--- Begin ---
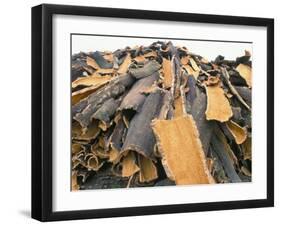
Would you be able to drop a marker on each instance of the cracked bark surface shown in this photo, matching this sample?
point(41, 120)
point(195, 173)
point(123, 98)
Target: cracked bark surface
point(159, 115)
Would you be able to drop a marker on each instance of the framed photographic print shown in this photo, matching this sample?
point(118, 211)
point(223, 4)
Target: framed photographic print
point(145, 112)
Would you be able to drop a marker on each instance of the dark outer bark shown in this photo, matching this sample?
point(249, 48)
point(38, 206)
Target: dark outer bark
point(107, 110)
point(218, 148)
point(117, 135)
point(134, 99)
point(148, 69)
point(140, 136)
point(205, 127)
point(95, 100)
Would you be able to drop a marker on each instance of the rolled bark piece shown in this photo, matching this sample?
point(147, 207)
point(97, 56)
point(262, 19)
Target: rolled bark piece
point(218, 146)
point(104, 179)
point(140, 137)
point(218, 106)
point(102, 63)
point(91, 80)
point(205, 127)
point(182, 154)
point(135, 98)
point(239, 133)
point(123, 68)
point(95, 100)
point(74, 183)
point(93, 162)
point(90, 133)
point(247, 149)
point(148, 69)
point(85, 92)
point(129, 166)
point(148, 171)
point(246, 72)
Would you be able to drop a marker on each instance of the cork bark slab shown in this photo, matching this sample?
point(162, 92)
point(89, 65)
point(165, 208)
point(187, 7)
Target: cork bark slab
point(181, 150)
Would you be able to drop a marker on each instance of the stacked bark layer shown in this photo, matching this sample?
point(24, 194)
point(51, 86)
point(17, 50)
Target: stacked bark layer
point(159, 115)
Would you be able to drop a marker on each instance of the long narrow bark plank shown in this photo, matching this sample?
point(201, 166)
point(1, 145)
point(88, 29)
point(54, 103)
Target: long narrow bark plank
point(219, 147)
point(135, 98)
point(182, 154)
point(218, 106)
point(148, 69)
point(140, 137)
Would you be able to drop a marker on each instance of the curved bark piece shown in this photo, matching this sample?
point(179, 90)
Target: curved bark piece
point(123, 68)
point(91, 81)
point(191, 71)
point(246, 72)
point(75, 148)
point(239, 133)
point(93, 162)
point(74, 183)
point(182, 154)
point(148, 171)
point(95, 100)
point(140, 137)
point(89, 134)
point(245, 93)
point(185, 60)
point(194, 65)
point(148, 69)
point(102, 63)
point(218, 107)
point(218, 146)
point(167, 72)
point(135, 98)
point(247, 148)
point(129, 166)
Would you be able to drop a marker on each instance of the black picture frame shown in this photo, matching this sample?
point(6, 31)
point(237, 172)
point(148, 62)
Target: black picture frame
point(42, 197)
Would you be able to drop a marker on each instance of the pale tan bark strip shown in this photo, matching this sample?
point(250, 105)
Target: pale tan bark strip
point(182, 154)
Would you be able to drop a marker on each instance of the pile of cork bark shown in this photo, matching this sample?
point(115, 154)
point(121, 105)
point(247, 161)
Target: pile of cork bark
point(159, 115)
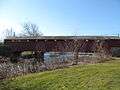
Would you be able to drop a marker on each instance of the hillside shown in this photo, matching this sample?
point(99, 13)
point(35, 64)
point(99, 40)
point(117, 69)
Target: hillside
point(104, 76)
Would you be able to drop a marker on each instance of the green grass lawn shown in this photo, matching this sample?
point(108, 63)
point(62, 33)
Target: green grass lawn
point(104, 76)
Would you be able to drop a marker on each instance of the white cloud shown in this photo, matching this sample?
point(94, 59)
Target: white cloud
point(8, 25)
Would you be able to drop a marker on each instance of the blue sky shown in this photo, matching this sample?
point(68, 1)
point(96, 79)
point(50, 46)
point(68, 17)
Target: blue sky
point(62, 17)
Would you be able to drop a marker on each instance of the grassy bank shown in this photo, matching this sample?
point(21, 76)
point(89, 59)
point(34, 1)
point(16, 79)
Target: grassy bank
point(104, 76)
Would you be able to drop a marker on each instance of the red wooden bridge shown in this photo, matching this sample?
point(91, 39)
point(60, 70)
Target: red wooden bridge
point(61, 44)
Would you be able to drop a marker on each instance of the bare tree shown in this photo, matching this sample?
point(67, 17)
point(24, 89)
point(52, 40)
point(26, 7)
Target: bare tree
point(31, 30)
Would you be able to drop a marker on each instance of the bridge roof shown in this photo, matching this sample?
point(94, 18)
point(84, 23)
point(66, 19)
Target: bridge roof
point(67, 37)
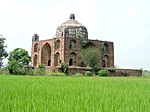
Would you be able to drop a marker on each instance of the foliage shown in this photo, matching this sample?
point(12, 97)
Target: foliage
point(64, 68)
point(82, 40)
point(74, 94)
point(112, 69)
point(17, 60)
point(103, 72)
point(90, 56)
point(125, 73)
point(3, 53)
point(55, 74)
point(78, 75)
point(88, 73)
point(4, 70)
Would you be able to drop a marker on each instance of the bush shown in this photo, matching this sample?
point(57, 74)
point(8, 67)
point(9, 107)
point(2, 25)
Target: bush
point(112, 70)
point(55, 74)
point(102, 73)
point(4, 71)
point(64, 68)
point(78, 75)
point(125, 73)
point(88, 73)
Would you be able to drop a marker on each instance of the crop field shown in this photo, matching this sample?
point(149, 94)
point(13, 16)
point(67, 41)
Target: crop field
point(74, 94)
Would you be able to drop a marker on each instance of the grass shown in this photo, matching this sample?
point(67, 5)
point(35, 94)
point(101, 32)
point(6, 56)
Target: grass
point(74, 94)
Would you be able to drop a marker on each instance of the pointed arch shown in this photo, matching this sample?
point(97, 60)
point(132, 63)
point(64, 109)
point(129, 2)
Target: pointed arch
point(90, 44)
point(35, 60)
point(72, 44)
point(57, 44)
point(36, 47)
point(106, 47)
point(57, 59)
point(72, 59)
point(46, 55)
point(106, 60)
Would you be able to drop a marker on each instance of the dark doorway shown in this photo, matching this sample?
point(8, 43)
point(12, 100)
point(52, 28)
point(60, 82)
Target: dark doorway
point(70, 62)
point(104, 63)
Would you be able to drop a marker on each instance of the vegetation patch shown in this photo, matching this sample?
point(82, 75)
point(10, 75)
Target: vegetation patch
point(74, 94)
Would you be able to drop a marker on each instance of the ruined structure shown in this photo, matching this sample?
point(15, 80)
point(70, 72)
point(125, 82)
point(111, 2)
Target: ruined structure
point(66, 47)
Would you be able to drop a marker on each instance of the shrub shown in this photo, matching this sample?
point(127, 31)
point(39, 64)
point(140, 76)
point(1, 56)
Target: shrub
--- End ---
▶ **What is needed**:
Exclude the images, then output the data above word for word.

▶ **Written answer**:
Would you be able to drop a marker on each instance of the cracked bark surface shown in this photo, matching this sample?
point(41, 120)
point(195, 173)
point(123, 98)
Target: cracked bark surface
point(159, 115)
Would you be able to drop a marker on each instance of the framed photographic print shown in this photo, matching this sample?
point(118, 211)
point(223, 4)
Target: framed photographic print
point(145, 112)
Would you be able to drop a marker on each instance of the dark outer bark shown in this photo, matching this sample?
point(249, 48)
point(38, 206)
Target: dark outer bark
point(107, 110)
point(218, 148)
point(117, 135)
point(134, 99)
point(148, 69)
point(140, 136)
point(205, 127)
point(95, 100)
Would you be able to drop a marker on each instance of the rolled bark piece shown in this photo, matching this sample?
point(147, 207)
point(97, 56)
point(262, 19)
Target: rolled bark piece
point(218, 146)
point(104, 179)
point(140, 137)
point(218, 106)
point(102, 63)
point(91, 80)
point(205, 127)
point(182, 154)
point(135, 98)
point(239, 133)
point(123, 68)
point(95, 100)
point(74, 183)
point(93, 162)
point(90, 133)
point(247, 149)
point(148, 69)
point(85, 92)
point(129, 166)
point(148, 171)
point(246, 72)
Would you be able to drop a marker on each instance of the cork bark slab shown in this photo, matching this sample?
point(162, 92)
point(89, 65)
point(165, 208)
point(187, 7)
Target: cork bark slab
point(181, 150)
Would you be able to drop a marker on each instance of the stacked bark layer shown in this photo, matching this sample?
point(24, 194)
point(51, 86)
point(17, 50)
Target: stacked bark layer
point(159, 115)
Would you be able to drop a marker on each instance of the long narrow bark plank shown in this photo, matching this sample?
point(201, 166)
point(1, 145)
point(88, 29)
point(54, 103)
Target: long narrow bark plank
point(219, 147)
point(135, 98)
point(182, 154)
point(218, 106)
point(148, 69)
point(140, 137)
Would you be able to drop a marker on each instance of the curved bark piece shown in this photo, matching this sample?
point(179, 90)
Target: curved bark piece
point(123, 68)
point(91, 81)
point(191, 71)
point(246, 72)
point(75, 148)
point(239, 133)
point(93, 162)
point(74, 183)
point(182, 154)
point(148, 171)
point(95, 100)
point(140, 137)
point(89, 134)
point(245, 93)
point(185, 60)
point(194, 65)
point(148, 69)
point(102, 63)
point(218, 107)
point(218, 146)
point(167, 72)
point(135, 98)
point(247, 148)
point(129, 166)
Would you be able to drop a marker on each instance of the black picture frame shown in this photo, matching this sample?
point(6, 31)
point(237, 172)
point(148, 62)
Target: black picture frame
point(42, 197)
Would you be able to drop a marker on each instance of the pale tan bark strip shown in this photo, matching this sample?
point(250, 105)
Target: pale tan bark strip
point(182, 154)
Would you be able to drop a marker on each instance of the pile of cork bark shown in this photo, matching this sample?
point(115, 154)
point(121, 105)
point(247, 161)
Target: pile of cork bark
point(159, 115)
Would you be able to drop a marker on each instance of the hillside shown in this photo, matching this sample?
point(99, 13)
point(35, 64)
point(99, 40)
point(117, 69)
Target: hillside
point(104, 76)
Would you be able to drop a marker on each instance of the green grass lawn shown in this photo, matching this sample?
point(108, 63)
point(62, 33)
Target: green grass lawn
point(104, 76)
Would you be able to drop a marker on each instance of the white cloud shown in this photo, matching this sample?
point(94, 59)
Target: white cloud
point(8, 25)
Would you be able to drop a marker on each instance of the blue sky shown in this photo, matching this sample?
point(68, 1)
point(96, 79)
point(50, 46)
point(68, 17)
Target: blue sky
point(62, 17)
Would you be able to drop a marker on each instance of the grassy bank shown in this photo, matching this sample?
point(21, 76)
point(89, 59)
point(34, 1)
point(16, 79)
Target: grassy bank
point(104, 76)
Would you be able to drop a marker on each instance of the red wooden bridge shown in this photo, matching this sample?
point(91, 39)
point(60, 70)
Target: red wooden bridge
point(61, 44)
Would you be able to drop a marker on each instance of the bare tree shown in this photo, matching this sample?
point(67, 17)
point(24, 89)
point(52, 40)
point(26, 7)
Target: bare tree
point(31, 30)
Would you be able to drop a marker on each instance of the bridge roof shown in this photo, matching this sample?
point(94, 18)
point(84, 23)
point(66, 19)
Target: bridge roof
point(67, 37)
Would you be able to drop a marker on each instance of the foliage shown in this photo, matching this sample?
point(12, 97)
Target: foliage
point(64, 68)
point(82, 40)
point(74, 94)
point(112, 69)
point(17, 60)
point(103, 72)
point(90, 56)
point(125, 73)
point(3, 53)
point(55, 74)
point(78, 75)
point(88, 73)
point(4, 70)
Would you be able to drop a marker on each instance of the bush shown in this photo, matching this sample?
point(57, 74)
point(8, 67)
point(9, 107)
point(2, 25)
Target: bush
point(112, 70)
point(55, 74)
point(102, 73)
point(4, 71)
point(64, 68)
point(78, 75)
point(125, 73)
point(88, 73)
Would you be able to drop a marker on each instance of the crop field shown in this photo, matching this sample?
point(149, 94)
point(13, 16)
point(67, 41)
Target: crop field
point(74, 94)
Would you be able to drop a marker on each instance of the grass shown in this photo, matching this sample?
point(67, 5)
point(35, 94)
point(101, 32)
point(6, 56)
Target: grass
point(74, 94)
Would you be able to drop a marker on each instance of the pointed arch shown in this photo, matching this sample?
point(97, 60)
point(132, 63)
point(64, 109)
point(129, 2)
Target: pointed arch
point(90, 44)
point(35, 60)
point(72, 44)
point(57, 44)
point(36, 47)
point(106, 47)
point(57, 59)
point(72, 59)
point(46, 55)
point(106, 60)
Would you be able to drop a marker on each instance of the dark doorway shown in this photo, matching this sample?
point(8, 43)
point(12, 100)
point(52, 28)
point(60, 82)
Target: dark doorway
point(70, 62)
point(104, 63)
Would you be able to drop a marker on each instance of the vegetation patch shown in this photo, matching this sample?
point(82, 75)
point(10, 75)
Target: vegetation patch
point(74, 94)
Would you be able to drop a marker on each instance of the ruined structure shown in this photo, matching this sample?
point(15, 80)
point(70, 72)
point(125, 82)
point(111, 2)
Target: ruined structure
point(66, 47)
Would you be able to drop a marker on each instance of the shrub shown in this photo, matching this sample?
point(127, 31)
point(39, 64)
point(140, 76)
point(1, 56)
Target: shrub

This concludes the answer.